## REQUIRED WORK
Every line of the data must be retyped exactly as it stands.

================================

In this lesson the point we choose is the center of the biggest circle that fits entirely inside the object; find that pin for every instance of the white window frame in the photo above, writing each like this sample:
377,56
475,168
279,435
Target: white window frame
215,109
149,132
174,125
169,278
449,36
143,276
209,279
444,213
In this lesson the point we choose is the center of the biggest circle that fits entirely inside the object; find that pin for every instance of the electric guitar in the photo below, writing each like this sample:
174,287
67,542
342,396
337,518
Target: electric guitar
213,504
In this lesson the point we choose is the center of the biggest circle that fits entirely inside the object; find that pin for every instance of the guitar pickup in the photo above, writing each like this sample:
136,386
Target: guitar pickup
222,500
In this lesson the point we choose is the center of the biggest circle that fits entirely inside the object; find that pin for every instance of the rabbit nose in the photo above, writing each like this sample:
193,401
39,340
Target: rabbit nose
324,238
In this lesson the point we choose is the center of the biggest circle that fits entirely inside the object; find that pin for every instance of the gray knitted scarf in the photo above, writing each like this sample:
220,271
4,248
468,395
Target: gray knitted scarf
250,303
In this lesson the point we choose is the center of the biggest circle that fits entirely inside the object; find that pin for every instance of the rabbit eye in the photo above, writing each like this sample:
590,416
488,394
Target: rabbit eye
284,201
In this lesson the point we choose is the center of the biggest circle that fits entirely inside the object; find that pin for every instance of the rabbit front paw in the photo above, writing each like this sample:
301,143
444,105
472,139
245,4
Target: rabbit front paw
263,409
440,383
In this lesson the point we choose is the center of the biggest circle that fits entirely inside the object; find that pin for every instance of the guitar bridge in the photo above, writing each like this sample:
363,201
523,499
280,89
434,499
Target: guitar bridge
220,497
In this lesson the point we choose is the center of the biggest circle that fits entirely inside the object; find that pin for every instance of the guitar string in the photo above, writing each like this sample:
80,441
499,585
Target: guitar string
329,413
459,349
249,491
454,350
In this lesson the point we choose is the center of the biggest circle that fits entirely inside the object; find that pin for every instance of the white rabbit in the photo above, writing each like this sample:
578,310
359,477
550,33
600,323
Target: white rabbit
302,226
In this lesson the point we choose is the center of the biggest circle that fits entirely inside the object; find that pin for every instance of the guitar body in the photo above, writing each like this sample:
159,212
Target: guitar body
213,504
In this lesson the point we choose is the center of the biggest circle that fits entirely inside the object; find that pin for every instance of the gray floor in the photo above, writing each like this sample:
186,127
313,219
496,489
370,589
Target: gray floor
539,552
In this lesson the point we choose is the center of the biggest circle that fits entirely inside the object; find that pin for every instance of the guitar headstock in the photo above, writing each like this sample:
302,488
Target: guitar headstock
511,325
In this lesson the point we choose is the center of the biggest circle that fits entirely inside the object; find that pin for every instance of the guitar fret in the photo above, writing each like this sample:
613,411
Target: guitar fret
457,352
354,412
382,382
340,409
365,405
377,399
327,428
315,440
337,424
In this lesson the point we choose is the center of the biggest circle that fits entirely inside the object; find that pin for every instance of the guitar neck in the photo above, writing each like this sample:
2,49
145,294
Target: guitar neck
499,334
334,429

================================

## TASK SOLUTION
In this lesson the point we choose is the center of the biggest circle that fits entirely inside the object; find that pin for every instance of the white window frame in the photo above, writing each like this sample:
377,56
475,168
279,435
Target: white window frame
215,109
149,132
174,125
169,278
449,36
143,276
209,279
444,213
In this lesson the point we choose is the center of the biggest circle that fits entirely inside the object; find that pin for every instance of the electric guitar in the photo below, writing each like this sample:
174,287
67,542
342,396
337,518
Target: electric guitar
213,504
In this lesson the point we choose is the center of the biggest circle that fits entirely inside the object; find that pin for every instance of the guitar pickup in the photo above, writing each like this sample:
136,386
Target: guitar pickup
222,500
In this lesson the point we choose is the center of the biggest circle that fits entirely inside the object; find that pin for every instance of the rabbit nose in the photo above, writing each like this sample:
193,401
39,340
Target: rabbit nose
324,238
In this lesson the point we choose is the center of the biggest circle that fits entirely inside the object; find that pin for every instance of the gray knitted scarf in the photo above, writing each like this sample:
220,271
4,248
468,395
Target: gray knitted scarf
250,303
In this lesson the point we choose is the center of the biggest circle that fits entirely inside the object; find that pin for every instance of the rabbit eye in the photo above, writing each like this sample:
590,416
488,394
Target: rabbit eye
284,201
In this lesson the point we choose is the center of the biggest circle that fits entirely inside the object; find that pin for every instance of the rabbit front paw in the photo above, writing each like this sample:
301,143
444,105
472,139
245,4
Target: rabbit front paw
263,409
440,383
In this lesson the point we choose is the center of the biggest circle that fits entirely inside the object; find that pin for every instance of the guitar bridge in the photo above, writing each like this sample:
363,201
523,499
280,89
434,499
Target: guitar bridge
220,497
In this lesson the point we choose is the center of the biggest circle that fits entirely inside the object; find that pin for every instance of the guitar string in the photo above, writing each like this sample:
80,441
499,585
Target: guitar string
329,413
459,349
249,491
454,350
In this lesson the point we choose is the center of the biggest circle that fits entirely inside the object; find that pin for every instance of the white rabbit in the photo above, writing each like this sample:
578,310
359,477
550,33
600,323
Target: white rabbit
302,226
In this lesson the point we choose is the center of the biggest circle that fits entirely inside the object; find that pin for every instance of the guitar body in the photo above, writing each like this sample:
159,212
Target: guitar body
213,504
In this lesson the point we choose is the center of the biggest circle that fits entirely inside the object; find that pin for every instance of the gray floor in the photo above, writing each like this sample:
186,127
313,219
496,489
370,589
Target: gray floor
539,552
In this lesson the point we choose is the center of the biggest circle that fits entirely inside the object; find that pin for every instance of the guitar headstock in the photo above, writing each like this sample:
302,488
Target: guitar headstock
511,325
In this lesson the point we choose is the center of the biggest circle that fits entirely inside the object; find that pin for every instance of the guitar fret in the photo above, writing each like this sample:
613,411
Target: guitar fret
457,352
354,412
382,382
340,409
365,405
377,399
327,428
315,440
337,424
In this lesson the point we choose is the center of the biggest circle that fits entirely inside the object; find that pin for every instance of the guitar neck in the photo above, writing each like this sample:
2,49
145,294
Target: guitar neck
499,334
334,429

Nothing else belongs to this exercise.